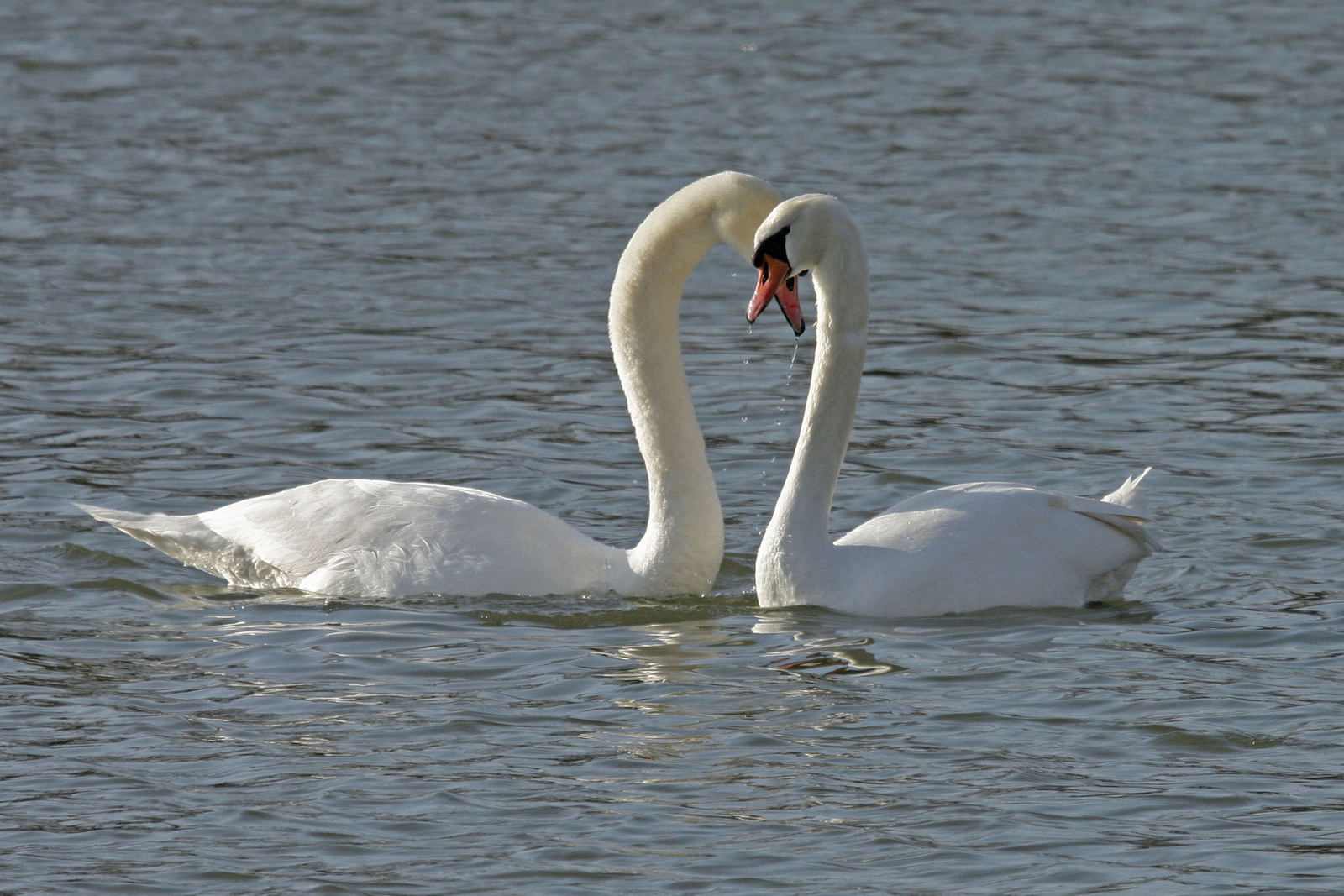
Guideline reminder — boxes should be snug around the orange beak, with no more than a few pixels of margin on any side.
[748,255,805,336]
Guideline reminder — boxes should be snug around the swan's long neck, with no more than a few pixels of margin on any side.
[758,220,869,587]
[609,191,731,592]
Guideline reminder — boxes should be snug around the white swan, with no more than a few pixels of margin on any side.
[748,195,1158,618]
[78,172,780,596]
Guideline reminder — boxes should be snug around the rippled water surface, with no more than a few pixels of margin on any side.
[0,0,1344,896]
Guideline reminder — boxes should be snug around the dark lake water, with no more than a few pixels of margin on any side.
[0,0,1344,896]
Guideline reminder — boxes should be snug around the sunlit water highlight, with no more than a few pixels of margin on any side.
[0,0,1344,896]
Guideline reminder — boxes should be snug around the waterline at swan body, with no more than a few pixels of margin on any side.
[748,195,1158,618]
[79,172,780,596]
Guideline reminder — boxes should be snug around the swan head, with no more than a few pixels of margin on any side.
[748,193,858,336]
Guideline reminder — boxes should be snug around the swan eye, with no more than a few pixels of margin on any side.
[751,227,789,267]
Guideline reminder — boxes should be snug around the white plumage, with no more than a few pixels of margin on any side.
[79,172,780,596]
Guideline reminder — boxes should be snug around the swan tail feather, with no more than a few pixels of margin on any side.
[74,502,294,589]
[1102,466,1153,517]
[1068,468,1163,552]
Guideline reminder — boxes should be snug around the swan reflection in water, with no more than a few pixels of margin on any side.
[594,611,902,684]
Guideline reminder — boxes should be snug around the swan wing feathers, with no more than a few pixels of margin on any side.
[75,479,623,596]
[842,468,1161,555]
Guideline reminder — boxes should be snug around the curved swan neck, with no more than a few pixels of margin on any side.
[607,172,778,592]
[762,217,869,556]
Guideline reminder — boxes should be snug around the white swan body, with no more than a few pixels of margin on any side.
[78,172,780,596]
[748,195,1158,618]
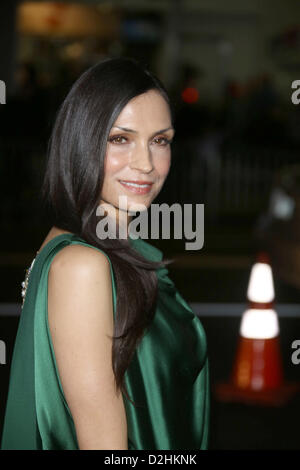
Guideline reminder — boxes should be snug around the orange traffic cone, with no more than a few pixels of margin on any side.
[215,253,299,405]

WHAT IS ASKED: Change "snug" to "tight" in every line of the items above and write the lines out again with nothing else altered. Leave the pictures out of your answer.

RESPONSE FOR THIS EXERCISE:
Guideline reminder — boxes should be tight around the orange beak, with no more than a few pixels of margin on any side.
[748,255,805,336]
Guideline reminder — boxes should be tight around the swan's long neck, with no more than a few pixels of margin on any side.
[758,220,869,587]
[609,191,731,592]
Guideline reminder — boxes should be tight around the white swan, with no more than a few pixels of margin on any side.
[748,195,1158,618]
[78,172,780,596]
Guideline reminder — boxes should be tight around the rippled water surface, with no more than a few pixels of margin on any side.
[0,0,1344,896]
Guideline reminder — boxes should be tight around the dark lake water, with no more than a few pixels of margin on any side.
[0,0,1344,896]
Guideline reminder — boxes should be tight around the sunlit water highlight, with no more than a few pixels of margin on any side.
[0,0,1344,896]
Guideline reminder — boxes should be tight around the waterline at swan body, with no more than a few pixels of margin on any side.
[748,195,1158,618]
[79,172,780,596]
Guideline reminder — boxes should be tight around the swan head, with no more than a few pixels of margin on any side.
[748,193,858,336]
Guideline reminder — boxes should be tight around the swan eye, with no more than a few pixels of margin on any side.
[751,227,789,267]
Guideline reminder — boxes should be tight around the white plumage, with no more than a few pixels of margin on any side.
[79,172,780,596]
Guideline reminder — boxes should be tight around the swan tail feather, with no more than a few pixels of margin on any side.
[74,502,294,589]
[1102,466,1153,517]
[1068,468,1163,552]
Guideline reminder — boxes should be tight around the swan reflection in water, with no more than a few pixels of margin on any side.
[594,611,902,684]
Guideline reminder — boxes should be tight around the swan wing feathers, with no more than a few pixels of margin on any side.
[75,479,623,596]
[842,468,1161,555]
Guideline reminder — boxes should be tight around the curved swan neck, with no more than a few pixels of margin on any side.
[607,172,778,592]
[762,217,869,556]
Guideline reminder — boxes should be tight around the white swan body, with no more than a few pixels of margin on any side.
[78,172,780,596]
[748,195,1158,618]
Guideline reminder — boxes should be tight around the orange traffic cone, with no more than a few pixels of margin on any side.
[215,253,299,405]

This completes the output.